Object location annotation data
|---|
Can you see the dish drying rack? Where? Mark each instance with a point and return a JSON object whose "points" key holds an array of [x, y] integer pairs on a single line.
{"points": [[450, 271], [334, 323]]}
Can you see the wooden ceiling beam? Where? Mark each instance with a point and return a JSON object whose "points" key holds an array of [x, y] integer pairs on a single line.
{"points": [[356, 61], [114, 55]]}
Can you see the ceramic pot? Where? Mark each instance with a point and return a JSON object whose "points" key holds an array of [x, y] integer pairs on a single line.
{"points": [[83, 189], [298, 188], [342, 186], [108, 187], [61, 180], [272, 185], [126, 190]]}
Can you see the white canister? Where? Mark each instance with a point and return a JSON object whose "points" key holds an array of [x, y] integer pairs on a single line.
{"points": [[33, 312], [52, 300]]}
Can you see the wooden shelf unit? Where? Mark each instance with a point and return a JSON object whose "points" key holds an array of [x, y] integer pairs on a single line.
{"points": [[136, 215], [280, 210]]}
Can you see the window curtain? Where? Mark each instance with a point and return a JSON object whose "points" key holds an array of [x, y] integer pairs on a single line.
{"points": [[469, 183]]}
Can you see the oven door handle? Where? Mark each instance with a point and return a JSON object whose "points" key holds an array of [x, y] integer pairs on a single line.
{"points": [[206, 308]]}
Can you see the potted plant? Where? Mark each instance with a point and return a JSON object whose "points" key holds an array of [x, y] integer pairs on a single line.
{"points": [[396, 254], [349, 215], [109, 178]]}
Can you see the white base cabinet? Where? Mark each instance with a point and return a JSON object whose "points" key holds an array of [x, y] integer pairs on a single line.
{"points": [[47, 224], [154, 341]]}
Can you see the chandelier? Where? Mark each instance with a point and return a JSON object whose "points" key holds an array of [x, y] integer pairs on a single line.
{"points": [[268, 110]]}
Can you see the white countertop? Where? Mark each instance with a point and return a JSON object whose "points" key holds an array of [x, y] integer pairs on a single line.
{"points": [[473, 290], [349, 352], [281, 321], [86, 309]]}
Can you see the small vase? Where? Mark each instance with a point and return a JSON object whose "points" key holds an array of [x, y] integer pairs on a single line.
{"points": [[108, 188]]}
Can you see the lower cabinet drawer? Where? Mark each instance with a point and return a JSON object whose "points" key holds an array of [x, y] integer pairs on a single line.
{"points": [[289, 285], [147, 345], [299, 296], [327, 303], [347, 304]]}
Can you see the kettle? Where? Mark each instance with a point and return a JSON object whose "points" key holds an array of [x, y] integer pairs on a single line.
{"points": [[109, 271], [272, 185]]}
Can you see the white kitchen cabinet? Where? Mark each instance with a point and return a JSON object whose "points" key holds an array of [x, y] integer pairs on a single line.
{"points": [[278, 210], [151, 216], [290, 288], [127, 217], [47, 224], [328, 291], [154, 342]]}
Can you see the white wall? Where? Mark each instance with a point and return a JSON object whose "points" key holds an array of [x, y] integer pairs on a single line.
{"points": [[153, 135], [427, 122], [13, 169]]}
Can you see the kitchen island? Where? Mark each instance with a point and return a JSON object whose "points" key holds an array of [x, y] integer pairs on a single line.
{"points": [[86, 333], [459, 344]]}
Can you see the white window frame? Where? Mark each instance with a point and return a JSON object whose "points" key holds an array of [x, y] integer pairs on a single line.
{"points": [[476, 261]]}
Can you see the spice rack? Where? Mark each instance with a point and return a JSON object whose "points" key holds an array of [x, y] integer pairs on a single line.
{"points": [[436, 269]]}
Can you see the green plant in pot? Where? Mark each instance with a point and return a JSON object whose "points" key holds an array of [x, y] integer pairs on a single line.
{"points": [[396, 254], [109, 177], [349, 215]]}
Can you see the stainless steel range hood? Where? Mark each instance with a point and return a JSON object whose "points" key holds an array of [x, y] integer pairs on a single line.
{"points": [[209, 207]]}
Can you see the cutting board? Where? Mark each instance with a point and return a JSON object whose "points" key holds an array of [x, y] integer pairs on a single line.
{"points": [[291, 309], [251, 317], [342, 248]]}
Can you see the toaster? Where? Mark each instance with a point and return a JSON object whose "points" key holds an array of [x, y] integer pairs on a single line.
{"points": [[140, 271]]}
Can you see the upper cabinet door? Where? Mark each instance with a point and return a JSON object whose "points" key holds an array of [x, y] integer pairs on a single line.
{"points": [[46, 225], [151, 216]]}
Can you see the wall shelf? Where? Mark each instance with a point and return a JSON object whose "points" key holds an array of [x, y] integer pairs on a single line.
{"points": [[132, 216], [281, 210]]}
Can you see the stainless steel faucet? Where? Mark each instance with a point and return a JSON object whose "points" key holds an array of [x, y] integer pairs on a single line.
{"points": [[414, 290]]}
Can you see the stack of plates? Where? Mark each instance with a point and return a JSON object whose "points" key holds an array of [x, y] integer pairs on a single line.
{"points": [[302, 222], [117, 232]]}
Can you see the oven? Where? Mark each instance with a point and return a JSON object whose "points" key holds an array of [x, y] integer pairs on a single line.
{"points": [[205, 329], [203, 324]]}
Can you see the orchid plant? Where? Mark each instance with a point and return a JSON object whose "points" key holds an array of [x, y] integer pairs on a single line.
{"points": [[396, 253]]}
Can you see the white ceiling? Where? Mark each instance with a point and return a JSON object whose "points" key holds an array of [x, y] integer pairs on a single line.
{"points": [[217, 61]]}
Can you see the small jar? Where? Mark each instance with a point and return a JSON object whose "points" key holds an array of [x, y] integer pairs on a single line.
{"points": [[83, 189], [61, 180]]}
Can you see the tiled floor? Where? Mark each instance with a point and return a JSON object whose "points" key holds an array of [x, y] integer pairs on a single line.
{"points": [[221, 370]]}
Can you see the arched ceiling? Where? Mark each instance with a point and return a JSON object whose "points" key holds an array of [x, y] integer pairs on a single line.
|---|
> Objective
Reproduce the full listing above, swapping "Can you see" for "Do you see" wherever it appears and leaving everything else unchanged.

> Result below
Do you see the dish drying rack? Where? Mark each instance with a point and return a JSON object whose "points" key holds an array of [x, y] integer pairs on a single line.
{"points": [[450, 271], [334, 323]]}
Do you see the wooden ceiling beam? Where? Mark each instance with a point and return a JSON object whose "points" key holds an array of [x, y] integer pairs on a single line.
{"points": [[356, 61], [114, 55]]}
Do you see the ceramic pot? Where? Mark each instance with a point and return a JSON object whose "points" key holds an array of [x, y] integer pairs on a single line.
{"points": [[83, 189], [298, 188], [342, 186], [108, 187], [61, 180], [272, 185], [126, 190]]}
Do you see the white canister? Where? Mark each instance with a point and return a JSON object whose "points" key holds an array of [x, y] integer pairs on a single line.
{"points": [[33, 312], [52, 300]]}
Do you see the wooden shelf unit? Where? Mark each instance with a point and return a JSON object whose "points" key holds an array of [x, y] integer pairs on a single line.
{"points": [[136, 215], [280, 210]]}
Do you see the window curtain? Where? Mark each instance with a point and return a JSON object whose "points" key holds an array of [x, y] integer pairs on a single line.
{"points": [[469, 183]]}
Do you see the oven door handle? Where? Mark each instance with a point and return a JSON object whose "points" key holds an array of [x, y] integer pairs on a single line.
{"points": [[206, 308]]}
Do you see the potted plant? Where? Mark each instance with a point and return a JSON object whose "points" key holds an array of [x, y] integer pairs on a single line.
{"points": [[396, 254], [349, 215], [109, 178]]}
Do you see the white base cabinet? Where? Mark each instance with a point and return a JSON object whose "points" key holds an array of [x, y] integer pairs on a single line.
{"points": [[47, 224], [154, 341]]}
Do you see the chandelier? Where? Mark each instance with a point and return a JSON object whose "points" key holds an array of [x, y] integer pairs on a single line.
{"points": [[268, 110]]}
Do you see the white countertop? Where? Mark each instance with a point and return a JSON object whose "points" key holds an array of [x, y] integer pairs on a single line.
{"points": [[473, 290], [349, 352], [281, 321], [86, 309]]}
Do you see the small vase? Where? Mark each instance with a point and return a JSON object whose "points" key holds an array of [x, y] integer pairs on a single line.
{"points": [[108, 188]]}
Do you see the lower cabinet drawer? Where? Mark each instance with a point and return a JSON object whose "points" key holds an array of [x, y] integer pairs on a single line.
{"points": [[289, 285], [147, 345], [299, 296], [327, 303], [347, 304]]}
Do you see the kettle? Where? Mark each instance with a point and return a JSON object whose "points" key holds an array of [x, y] integer pairs on a single line.
{"points": [[109, 271], [272, 185]]}
Do you see the white kitchen cabinet? Where? Mark each instance with a point and return a JSON object whose "points" key holds an array of [x, y] integer pairs on a single line.
{"points": [[278, 210], [151, 216], [290, 288], [127, 217], [47, 224], [328, 291], [154, 342]]}
Do you see the white wall? Where? Mark each instance with a point and return a JSON object whose "points" key holds an array of [x, y] integer pairs on a single line.
{"points": [[153, 135], [427, 122], [13, 169]]}
Do you see the kitchen island? Where? Mark each instance with a point and return a JSON object whose "points" key holds an array of [x, y] integer pairs on a single line.
{"points": [[86, 333], [459, 344]]}
Do you see the white window frame? Where? Mark each instance with a point and return a JSON object whose "points" key holds an array of [x, y] integer pairs on a single line.
{"points": [[476, 261]]}
Do you see the spice rack? Where? Mark each instance with a point and return a JSON object whose "points" key holds an array of [x, y] integer pairs on a single line.
{"points": [[436, 269]]}
Do you see the green plant in pot? Where? Mark each instance with a point and return a JSON object whose "points" key holds an array of [x, y] integer pairs on a single line.
{"points": [[396, 254], [109, 177], [349, 215]]}
Do you see the stainless steel range hood? Where? Mark each instance with a point and return a JSON object whose "points" key holds an array of [x, y] integer pairs on a single line.
{"points": [[209, 207]]}
Do you see the cutting board? Where? Mark each instance with a point and return a JSON object whose "points" key holds an array of [x, y] integer pairs on a single line.
{"points": [[291, 309], [251, 317], [342, 248]]}
Do you see the toaster? Where? Mark each instance with a point and return a JSON object whose "points" key holds an array of [x, y] integer pairs on a single line.
{"points": [[140, 271]]}
Do you see the upper cabinet door? Where? Mark each instance with a point and return a JSON object whose "points" key holds an array of [x, y] integer pairs on a single line.
{"points": [[46, 225], [151, 216]]}
Do you see the wall shelf? Where? Mark each instance with a point and return a JSON object whose "points" key holds an array of [x, y] integer pairs on a single line.
{"points": [[132, 216], [281, 210]]}
Do you see the stainless steel faucet? Where? Mark each instance with a point and return a JSON object whose "points" key holds an array of [x, y] integer pairs on a single line.
{"points": [[414, 290]]}
Do you see the stack of plates? Where? Mark each instance with a point and return a JSON object whose "points" key holds an array of [x, y] integer pairs on a single line.
{"points": [[302, 222], [117, 232]]}
Do you see the oven? Where? Mark each instance with a point and return a JSON object whose "points" key holds an array of [x, y] integer pairs on a single line.
{"points": [[205, 329], [203, 324]]}
Do you see the orchid plant? Where? Mark each instance with a point and return a JSON object whose "points" key holds an array of [x, y] integer pairs on a single line.
{"points": [[396, 253]]}
Do you see the white ceiling? Where? Mark each instance with a point and return a JSON object whose "points" key holds an array of [x, y] integer pairs on a single line.
{"points": [[217, 61]]}
Do you see the small jar? Where? Mark each instance with a point and return a JSON object whose "points" key holds an array of [x, y] integer pairs on a single line.
{"points": [[83, 189], [61, 180]]}
Do you see the tiled floor? Where? Mark each instance with a point and return a JSON object whose "points" key holds an array of [x, y] integer pairs on a single line.
{"points": [[221, 370]]}
Do you see the arched ceiling? Where? Mark each instance with a point and return a JSON object whose "points" key holds an array of [x, y] integer pairs on a single line.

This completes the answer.